**WHAT IS REQUIRED:**
Leave out the pictures and restate the rest of the data exactly.

**THE INPUT:**
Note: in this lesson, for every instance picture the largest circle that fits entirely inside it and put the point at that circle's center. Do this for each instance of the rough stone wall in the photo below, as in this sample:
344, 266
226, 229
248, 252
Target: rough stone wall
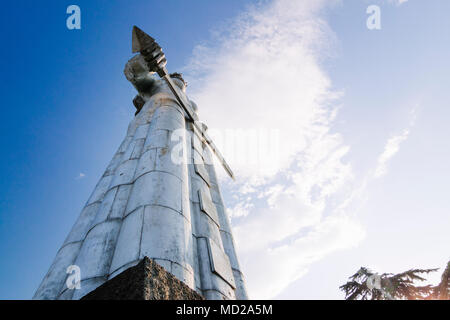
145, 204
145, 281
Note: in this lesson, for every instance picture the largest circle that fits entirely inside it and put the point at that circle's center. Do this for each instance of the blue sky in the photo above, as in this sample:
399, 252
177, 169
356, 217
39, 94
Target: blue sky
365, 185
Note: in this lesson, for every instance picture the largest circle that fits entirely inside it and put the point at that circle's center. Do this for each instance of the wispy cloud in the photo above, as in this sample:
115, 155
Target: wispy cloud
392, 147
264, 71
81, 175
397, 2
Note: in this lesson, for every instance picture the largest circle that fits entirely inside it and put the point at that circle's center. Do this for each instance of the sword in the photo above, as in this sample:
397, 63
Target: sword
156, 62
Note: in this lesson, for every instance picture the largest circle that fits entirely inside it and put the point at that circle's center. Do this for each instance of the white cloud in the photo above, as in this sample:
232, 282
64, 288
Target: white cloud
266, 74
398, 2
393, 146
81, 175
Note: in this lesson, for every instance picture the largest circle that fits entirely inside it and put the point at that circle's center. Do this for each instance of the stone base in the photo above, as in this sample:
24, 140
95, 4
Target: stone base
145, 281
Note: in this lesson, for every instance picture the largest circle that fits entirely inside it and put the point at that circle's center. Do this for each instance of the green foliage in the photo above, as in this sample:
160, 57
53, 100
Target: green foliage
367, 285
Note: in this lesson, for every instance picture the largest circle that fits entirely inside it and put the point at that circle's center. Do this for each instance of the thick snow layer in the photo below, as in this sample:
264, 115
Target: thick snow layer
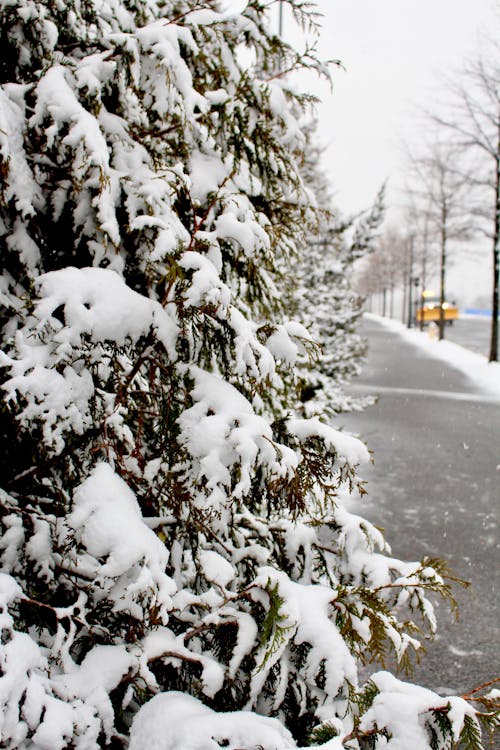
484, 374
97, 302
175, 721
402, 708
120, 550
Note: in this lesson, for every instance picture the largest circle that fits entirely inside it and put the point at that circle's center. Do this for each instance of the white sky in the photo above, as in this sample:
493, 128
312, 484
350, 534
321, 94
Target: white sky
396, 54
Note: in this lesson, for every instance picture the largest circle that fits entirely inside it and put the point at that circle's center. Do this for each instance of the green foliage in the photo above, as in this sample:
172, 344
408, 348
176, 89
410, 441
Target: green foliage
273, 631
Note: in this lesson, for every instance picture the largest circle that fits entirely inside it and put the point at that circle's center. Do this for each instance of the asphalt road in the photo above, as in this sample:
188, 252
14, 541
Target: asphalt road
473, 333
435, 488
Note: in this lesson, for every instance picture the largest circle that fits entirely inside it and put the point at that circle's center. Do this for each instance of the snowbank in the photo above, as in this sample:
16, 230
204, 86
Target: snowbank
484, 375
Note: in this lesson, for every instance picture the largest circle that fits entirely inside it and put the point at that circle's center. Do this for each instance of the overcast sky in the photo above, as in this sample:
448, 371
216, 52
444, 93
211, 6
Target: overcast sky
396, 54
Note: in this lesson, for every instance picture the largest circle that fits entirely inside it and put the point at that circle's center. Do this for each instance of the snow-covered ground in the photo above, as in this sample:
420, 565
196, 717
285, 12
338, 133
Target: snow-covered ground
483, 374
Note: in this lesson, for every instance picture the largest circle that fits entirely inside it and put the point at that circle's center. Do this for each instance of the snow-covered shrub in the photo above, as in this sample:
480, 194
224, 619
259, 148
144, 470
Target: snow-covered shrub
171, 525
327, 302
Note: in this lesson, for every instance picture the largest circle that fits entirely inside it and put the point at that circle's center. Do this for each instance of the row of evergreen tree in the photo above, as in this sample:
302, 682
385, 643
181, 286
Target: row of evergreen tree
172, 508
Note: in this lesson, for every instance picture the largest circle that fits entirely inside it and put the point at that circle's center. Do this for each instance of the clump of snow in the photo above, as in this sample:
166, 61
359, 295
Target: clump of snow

**EXERCISE SOLUTION:**
Note: in this lesson, for every instance picture the largest circle that fits entirely inside it and put the point at that circle's center. Do this for each instance of the rough stone wall in the photo below, as in this sample:
344, 266
226, 229
248, 252
Target: rough stone wall
145, 204
145, 281
Note: in this lesson, for every instance picture the largest circle that fits entirely inside it and put the point at that circle's center. Do this for each instance of the blue sky in the photo above, as in this sample:
399, 252
177, 169
356, 217
39, 94
Target: blue sky
365, 185
Note: in this lesson, for every instance picture the largest circle that fits entirely inside it and put the point at that circle's center. Do this for each instance of the wispy cloud in the photo above, as in this sample:
115, 155
Target: wispy cloud
392, 147
264, 71
81, 175
397, 2
Note: in this lesson, for every instance picture the largest circle that fits entirely inside it and put the point at that circle's center. Do this for each instance of the sword in the photo above, as in this sample:
397, 63
Target: sword
156, 62
Note: in this lesson, for every instance picture the largest circle that fits entirely inside it and put the point at that circle's center. Do this for each instance of the white cloud in the photo above, as in this sample:
232, 282
64, 288
Target: white cloud
266, 74
398, 2
393, 146
81, 175
Note: in this lesson, for every instance picture the largest circle that fits entirely inside it and put the point at that circle's center. Do this for each instance of the stone base in the photo above, as in this sample:
24, 140
95, 4
Target: stone base
145, 281
Note: in this lesson, for every instance picture the largest circle that fits entirely inside it and put the point at that circle's center. Do this for each instance of the green foliage in the photo above, as in this sample:
160, 57
53, 100
Target: green foliage
367, 285
Note: in this lesson, for every instance picture the largest circle that fits entirely inside it and put the point at that circle's center. Do this for each instance of the thick snow layer in the photo below, as in this sample:
264, 115
Target: thick snow layer
484, 374
97, 302
175, 721
402, 708
120, 550
Note: in this lesson, for every instance picture the largest circle that fits entirely inside it and put the point at that circle's center. Do this for each instance of the white sky in the photo above, as in this sample:
493, 128
312, 484
350, 534
321, 94
Target: white sky
396, 54
Note: in this lesson, for every instance picture the largest circle that fits entirely inside it and put the point at that circle's center. Do this for each instance of the green foliage in the photo above, as in this sample:
172, 344
408, 348
176, 89
410, 441
Target: green foliage
273, 631
Note: in this lesson, for every instance picture the largest circle that fits entirely inside it and put the point at that circle's center. Do this for each instance of the asphalt road in the photo above, as in this sample:
188, 252
14, 541
Target: asphalt road
473, 333
435, 488
Note: in this lesson, for every instance picture the largest circle that fits entirely inside it and put the point at that circle's center. Do this for each instance of the snowbank in the photo above, as in this sample:
16, 230
204, 86
Target: snowbank
484, 375
Note: in this lesson, for every instance picture the largest circle that fits entirely inside it and put the point at that circle's center. Do this for each instance of the overcast sky in the photo above, as in this sample:
448, 371
216, 52
444, 93
211, 6
Target: overcast sky
396, 54
Note: in this lesson, for every instance picture the largest circle that fits entirely inside it and put the point at that circle's center. Do this for each instance of the snow-covered ground in the photo above, as in this sample:
420, 565
196, 717
285, 12
338, 133
Target: snow-covered ground
483, 374
Note: in this lesson, for every instance picture the largest circle that fits entirely inside it and put the point at that circle's center. Do this for each instance of the snow-covered shrub in the photo above, as in this sample:
480, 194
224, 619
259, 148
144, 470
Target: snow-covered shrub
171, 525
327, 302
Note: in this lesson, for every instance picture the largest circle that fits entirely inside it and put the point at that circle's center. Do this for each instance of the row of evergreen tree in the photo above, as in this sample:
302, 682
385, 643
181, 286
Target: row of evergreen tree
172, 508
Note: in this lesson, for every instance picture the largest circle that fits entirely inside it and put the point at that circle's center. Do this for each instance of the clump of snow in the photo above, as in this sample:
166, 61
359, 295
Target: clump of snow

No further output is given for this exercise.